Write out the lines of the entries below verbatim, beginning at the line that contains "target: skater's outstretched arm" and stopping after the line that contains "[442,631,514,699]".

(Region labeling records)
++++++++++++++++++++
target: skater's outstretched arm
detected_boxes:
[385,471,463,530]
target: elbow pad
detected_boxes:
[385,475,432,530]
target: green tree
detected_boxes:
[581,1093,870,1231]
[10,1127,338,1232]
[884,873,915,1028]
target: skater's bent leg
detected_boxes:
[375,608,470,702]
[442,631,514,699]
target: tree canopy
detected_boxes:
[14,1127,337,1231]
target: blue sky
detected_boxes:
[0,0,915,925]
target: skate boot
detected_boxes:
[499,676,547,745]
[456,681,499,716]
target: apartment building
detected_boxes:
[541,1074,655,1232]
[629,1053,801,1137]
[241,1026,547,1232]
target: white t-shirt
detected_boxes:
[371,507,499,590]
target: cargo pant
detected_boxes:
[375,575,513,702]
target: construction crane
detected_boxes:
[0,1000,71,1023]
++++++++++++++++++++
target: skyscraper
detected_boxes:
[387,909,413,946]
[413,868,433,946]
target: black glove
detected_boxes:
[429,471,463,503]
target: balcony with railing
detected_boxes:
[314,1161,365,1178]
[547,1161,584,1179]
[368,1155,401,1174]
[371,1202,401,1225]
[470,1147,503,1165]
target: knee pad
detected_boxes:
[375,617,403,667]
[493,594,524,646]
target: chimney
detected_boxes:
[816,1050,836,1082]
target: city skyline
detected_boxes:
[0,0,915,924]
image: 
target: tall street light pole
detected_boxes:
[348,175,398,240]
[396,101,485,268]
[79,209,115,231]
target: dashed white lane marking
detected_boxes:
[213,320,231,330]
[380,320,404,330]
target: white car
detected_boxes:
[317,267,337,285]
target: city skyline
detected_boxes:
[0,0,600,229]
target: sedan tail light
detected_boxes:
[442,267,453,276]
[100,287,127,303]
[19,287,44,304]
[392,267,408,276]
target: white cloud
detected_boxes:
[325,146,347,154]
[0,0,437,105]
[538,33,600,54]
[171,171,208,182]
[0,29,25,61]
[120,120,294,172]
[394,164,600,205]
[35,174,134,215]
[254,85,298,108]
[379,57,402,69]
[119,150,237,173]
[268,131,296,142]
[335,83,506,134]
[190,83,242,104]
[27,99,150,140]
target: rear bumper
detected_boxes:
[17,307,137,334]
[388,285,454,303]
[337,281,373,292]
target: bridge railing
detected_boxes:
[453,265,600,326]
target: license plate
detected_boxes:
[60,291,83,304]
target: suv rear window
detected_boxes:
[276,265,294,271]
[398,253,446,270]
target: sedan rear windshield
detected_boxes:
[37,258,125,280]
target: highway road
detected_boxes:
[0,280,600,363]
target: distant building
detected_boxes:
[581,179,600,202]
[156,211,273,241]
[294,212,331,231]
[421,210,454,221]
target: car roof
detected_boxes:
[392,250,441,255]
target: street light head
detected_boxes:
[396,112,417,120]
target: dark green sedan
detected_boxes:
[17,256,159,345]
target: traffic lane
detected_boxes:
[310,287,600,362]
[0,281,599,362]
++++++++++++++++++++
Task response:
target: skater's outstretched arm
detected_boxes:
[385,471,463,530]
target: elbow pad
detected_boxes:
[385,475,432,530]
target: green tree
detected_boxes:
[581,1093,870,1231]
[10,1127,338,1232]
[884,873,915,1028]
target: skater's bent leg
detected_boxes:
[375,608,470,702]
[442,631,514,699]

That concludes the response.